WRITTEN TASK
Convert every line of the rows below into a JSON list of strings, with one string per line and blank lines omitted. Keep the pictures out of the list.

(Entries from an annotation dataset)
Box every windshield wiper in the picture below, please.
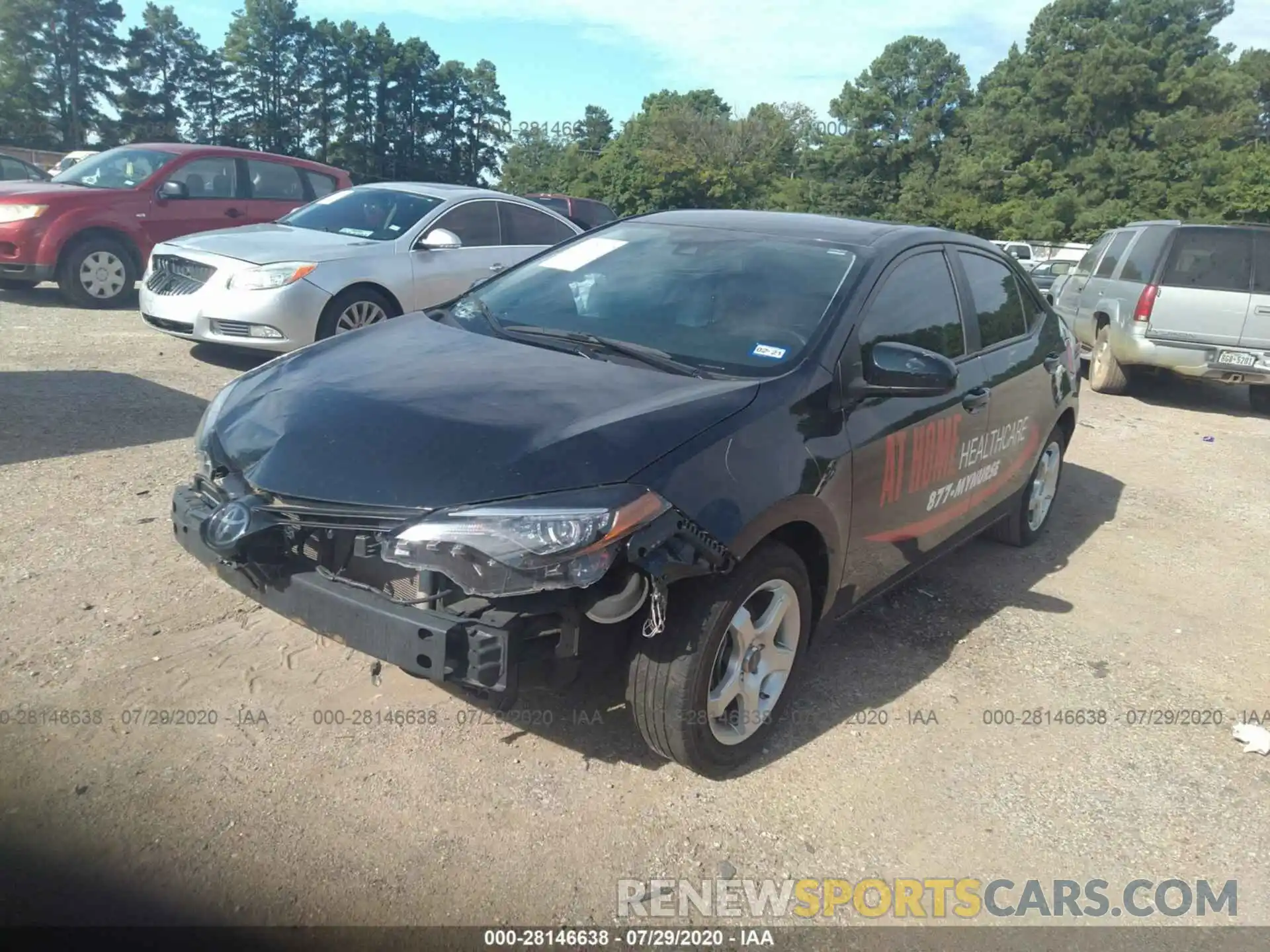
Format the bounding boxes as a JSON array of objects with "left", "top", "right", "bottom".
[
  {"left": 447, "top": 307, "right": 591, "bottom": 359},
  {"left": 503, "top": 324, "right": 706, "bottom": 377}
]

RESULT OF THE EXERCISE
[
  "Box every windshield wiper in the picture below, please.",
  "Format the bounding boxes as a JSON array of objects with \"left\", \"top\", \"right\", \"bottom\".",
  "[",
  "  {\"left\": 447, \"top\": 307, \"right\": 591, \"bottom\": 359},",
  "  {\"left\": 503, \"top\": 324, \"right\": 706, \"bottom\": 377}",
  "]"
]